_What is needed_
Reproduce every one of the records below line for line. Leave the pictures out of your copy.

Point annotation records
____________________

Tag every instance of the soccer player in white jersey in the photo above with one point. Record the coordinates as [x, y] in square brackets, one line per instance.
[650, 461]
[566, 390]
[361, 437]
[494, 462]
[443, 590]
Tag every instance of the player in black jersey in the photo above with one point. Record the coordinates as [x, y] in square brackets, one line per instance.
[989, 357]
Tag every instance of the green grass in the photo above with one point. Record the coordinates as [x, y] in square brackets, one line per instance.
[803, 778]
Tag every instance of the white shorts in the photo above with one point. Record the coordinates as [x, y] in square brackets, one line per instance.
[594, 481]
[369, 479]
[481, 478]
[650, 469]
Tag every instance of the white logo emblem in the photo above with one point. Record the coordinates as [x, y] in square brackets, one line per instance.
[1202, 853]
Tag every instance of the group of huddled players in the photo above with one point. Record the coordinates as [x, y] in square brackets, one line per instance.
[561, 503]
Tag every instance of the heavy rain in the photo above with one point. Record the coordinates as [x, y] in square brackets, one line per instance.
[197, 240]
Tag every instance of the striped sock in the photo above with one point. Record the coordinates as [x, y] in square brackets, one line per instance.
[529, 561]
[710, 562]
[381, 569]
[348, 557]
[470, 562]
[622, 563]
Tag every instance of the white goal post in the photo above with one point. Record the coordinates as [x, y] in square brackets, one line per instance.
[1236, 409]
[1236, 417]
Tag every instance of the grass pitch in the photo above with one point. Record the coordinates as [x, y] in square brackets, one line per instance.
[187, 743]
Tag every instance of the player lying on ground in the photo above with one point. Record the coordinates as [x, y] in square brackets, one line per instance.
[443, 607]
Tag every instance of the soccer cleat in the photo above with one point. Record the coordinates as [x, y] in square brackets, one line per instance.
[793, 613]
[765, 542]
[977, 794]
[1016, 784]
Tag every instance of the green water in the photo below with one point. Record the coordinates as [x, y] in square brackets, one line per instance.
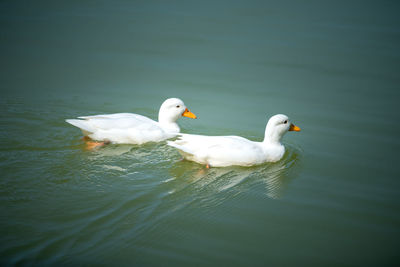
[332, 67]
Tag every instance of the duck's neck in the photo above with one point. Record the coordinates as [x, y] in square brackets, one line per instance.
[272, 137]
[168, 124]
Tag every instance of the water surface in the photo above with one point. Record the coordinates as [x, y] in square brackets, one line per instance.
[331, 67]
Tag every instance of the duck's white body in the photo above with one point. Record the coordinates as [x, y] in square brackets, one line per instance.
[129, 128]
[222, 151]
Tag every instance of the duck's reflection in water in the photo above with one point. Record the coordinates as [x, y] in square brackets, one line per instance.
[274, 176]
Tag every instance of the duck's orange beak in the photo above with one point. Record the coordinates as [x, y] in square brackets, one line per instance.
[188, 114]
[294, 128]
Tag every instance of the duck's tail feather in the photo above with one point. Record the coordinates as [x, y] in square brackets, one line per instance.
[83, 125]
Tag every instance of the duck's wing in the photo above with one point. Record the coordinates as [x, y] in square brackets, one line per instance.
[220, 150]
[121, 128]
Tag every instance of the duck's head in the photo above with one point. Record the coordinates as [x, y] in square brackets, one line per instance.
[277, 126]
[172, 109]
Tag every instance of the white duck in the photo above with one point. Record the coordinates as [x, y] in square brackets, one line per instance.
[222, 151]
[129, 128]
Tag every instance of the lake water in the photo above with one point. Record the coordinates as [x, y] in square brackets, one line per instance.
[332, 67]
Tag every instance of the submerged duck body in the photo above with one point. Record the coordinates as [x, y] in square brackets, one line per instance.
[130, 128]
[222, 151]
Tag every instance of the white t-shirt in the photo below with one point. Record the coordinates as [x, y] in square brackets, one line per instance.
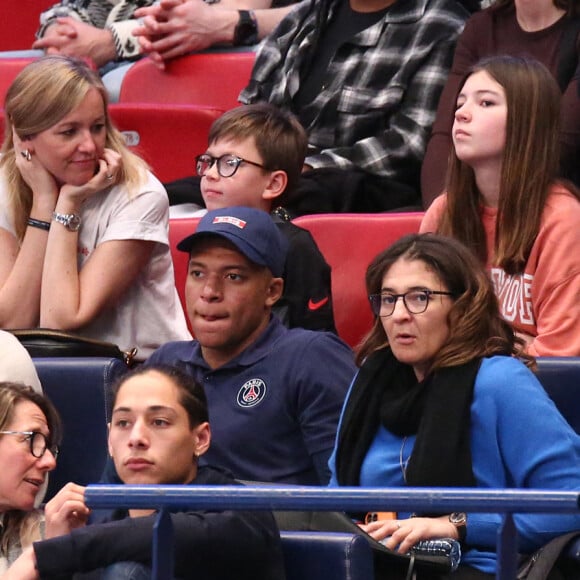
[15, 363]
[149, 313]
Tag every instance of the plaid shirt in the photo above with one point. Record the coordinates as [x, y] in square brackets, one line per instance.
[377, 105]
[115, 15]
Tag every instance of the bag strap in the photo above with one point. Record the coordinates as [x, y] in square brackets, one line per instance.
[568, 51]
[539, 565]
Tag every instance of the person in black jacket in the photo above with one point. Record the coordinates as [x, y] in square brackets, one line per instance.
[254, 158]
[159, 428]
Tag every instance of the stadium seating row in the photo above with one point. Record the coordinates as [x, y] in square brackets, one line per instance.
[308, 555]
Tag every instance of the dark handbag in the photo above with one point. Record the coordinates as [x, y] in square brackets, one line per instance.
[46, 342]
[437, 556]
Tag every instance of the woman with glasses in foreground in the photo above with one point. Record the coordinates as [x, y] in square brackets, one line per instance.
[444, 398]
[29, 431]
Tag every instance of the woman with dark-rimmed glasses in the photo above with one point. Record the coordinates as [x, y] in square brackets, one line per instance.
[30, 430]
[444, 398]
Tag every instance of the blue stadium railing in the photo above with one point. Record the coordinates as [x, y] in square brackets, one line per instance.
[171, 497]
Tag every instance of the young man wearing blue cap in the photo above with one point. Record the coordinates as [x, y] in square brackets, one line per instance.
[274, 394]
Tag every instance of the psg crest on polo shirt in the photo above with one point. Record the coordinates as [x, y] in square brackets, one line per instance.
[251, 393]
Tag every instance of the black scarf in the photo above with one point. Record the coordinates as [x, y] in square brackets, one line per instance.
[437, 410]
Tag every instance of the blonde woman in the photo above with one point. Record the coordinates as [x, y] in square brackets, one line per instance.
[83, 224]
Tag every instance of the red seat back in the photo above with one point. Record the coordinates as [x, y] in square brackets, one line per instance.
[212, 79]
[168, 137]
[9, 69]
[349, 242]
[180, 228]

____________________

_Complete output_
Tag every instance of the soccer player in white jersey in the photo above with one point. Record the coordinates as [x, y] in square brackets, one line per instance.
[650, 461]
[566, 390]
[361, 437]
[494, 462]
[443, 590]
Tag every instance of the player in black jersey in the photo above with one point. Record the coordinates as [x, y] in square brackets, one line per instance.
[989, 357]
Tag every instance of the green grass in the photo above with one point. Record the coordinates as [x, y] in square brackets, one line per instance.
[803, 778]
Tag every instance of the white shorts in the photo above with one point. Record the coordinates as [x, y] in square brackets, one line per instance.
[594, 481]
[369, 479]
[481, 478]
[650, 469]
Tag every instance of the white logo emblem in the photo above with one point. Record the coordinates as [x, y] in square brackets, one line per instance.
[1202, 853]
Tag every instance of the group of huddled players in the photo above with one point. Record the coordinates as [x, y] in square brackets, one line per instance.
[561, 503]
Tag every instance of the heavy rain in the photo above with one point. Record the coordinates as [x, y] in square brackets, one line per instance.
[197, 240]
Tag every instance of the striped sock in the photo above with one point. Record the coordinates as [x, y] in square brackets, one line per instance.
[529, 561]
[710, 562]
[381, 569]
[348, 557]
[470, 562]
[622, 563]
Tag every instance of the white goal post in the photo above with one point. Record the coordinates as [x, y] in square brackets, one line per instance.
[1236, 409]
[1236, 417]
Tag every instance of the grass pitch in the photo above with one point. Record the coordinates as [x, y] in square brackets, one line per instance.
[187, 743]
Tag every instance of the player lying on ground in the photo above with one point. Record the coordinates as [x, y] in square brackets, one line per instance.
[443, 607]
Tag every instance of the soccer cleat in the photo above with one point. Record the coordinates as [x, y] in square brackets, one line per instance.
[793, 613]
[765, 542]
[977, 794]
[1016, 784]
Tag every instance of the green water in the photo below with one point. Record the coordinates as [x, y] in square brackets, one line per instance.
[332, 67]
Tag every instance of the duck's neck in the photo above with one point. Record the coordinates as [x, y] in square brackets, one line per instance.
[272, 137]
[168, 124]
Tag every instance of the water surface in the photo above with one point. Record the coordinates as [x, y] in square brackets, one line per instance.
[331, 67]
Tag every instance of the duck's white body in the photo above with one point. Record the coordinates as [x, y] in square brackets, one line per instance.
[129, 128]
[222, 151]
Tag every instance of the duck's reflection in water in the photo above with one point. Record the coordinates as [x, y] in square brackets, one line per instance.
[274, 176]
Tag every instance of the duck's orange beak in the photo above with one point. Record the coordinates as [x, y] in square brackets, one line per instance.
[188, 114]
[294, 128]
Tag every instance of the duck's tail feather in the photo above with one point. Record the coordinates as [x, y] in square brackets, one line per instance.
[83, 125]
Tag every instance of the duck's wing in the photo above with one point. Record the coordinates as [x, y] in square brackets, one line per instance.
[220, 150]
[121, 128]
Tag every instance of the duck's head in the photo above with one point. Record the coordinates as [x, y] in square brackets, one line per instance.
[277, 126]
[172, 109]
Tag every instance of the white duck in the photo above with one point. Record the coordinates as [x, y] in square brackets, one line per instance.
[222, 151]
[129, 128]
Tag every instance of the lake water in the photo above with one point. Record the coordinates as [x, y] in square brackets, one line per instance.
[332, 67]
Tag every instance of the submerged duck body in the photo above with one point. Record the coordinates as [x, y] in square brackets, one line per instance.
[130, 128]
[222, 151]
Tag every instance of the white t-shirt in the photo below with one point. Record the coordinates as [x, y] in square brackets, one line per instance.
[15, 363]
[149, 313]
Tag every instance of the plaid shirt in the photo above with one point. Record the coordinates as [x, y] in square brackets, one line per instance.
[377, 105]
[115, 15]
Tag every instance of the bag strap in the photo above with one point. Record the coordinates as [x, y] in square brackets, one line per instance.
[568, 51]
[539, 565]
Tag every instance of the person in black jacket in the photo above with one point. Record the coordinates as [x, y] in square brackets, one line per instance.
[254, 158]
[159, 428]
Tag every instance of the stadium seating row in the photo above with one point. Record the coordinates as [x, y] in square brackets, one line per instance.
[308, 555]
Tag every instance of the dark handbag in the photo above with one point. Record the coordinates as [x, y] in square brackets, one line per instance.
[46, 342]
[437, 556]
Tag every instance of the woman with glasses in foreground in the photo above with one point. Record the coordinates as [x, y] in square brackets, one line per instance.
[444, 398]
[29, 431]
Tag every instance of the woman with dark-rimmed glasses in the photo above with one point. Record the coordinates as [x, y] in square brackets, one line per instance.
[30, 430]
[444, 398]
Tag every instance of the blue stadium railing in the photo above with one point. Record the coordinates as [x, y] in square brackets, one line per instance.
[171, 497]
Tag every instance of the young man wearing blue cap in the photo above with one point. Record the coordinates as [x, y] in square brackets, one line per instance.
[274, 394]
Tag every instance of the psg crest on polo shirt in the photo above with one point. Record the coordinates as [x, y] in square brackets, one line per instance.
[251, 393]
Tag every instance of the black scarf in the photo above with one point. Record the coordinates as [x, y] in square brackets, one line per instance.
[437, 410]
Tag every instance of the blonde woman in the photo above with one point. Record the coordinates as [x, y] in square brackets, one line per instance.
[83, 224]
Tag every instance of the red seat back in the photo above with one point. Record the coordinates as [x, y] in square brackets, one line per instance.
[212, 79]
[168, 137]
[9, 69]
[349, 242]
[180, 228]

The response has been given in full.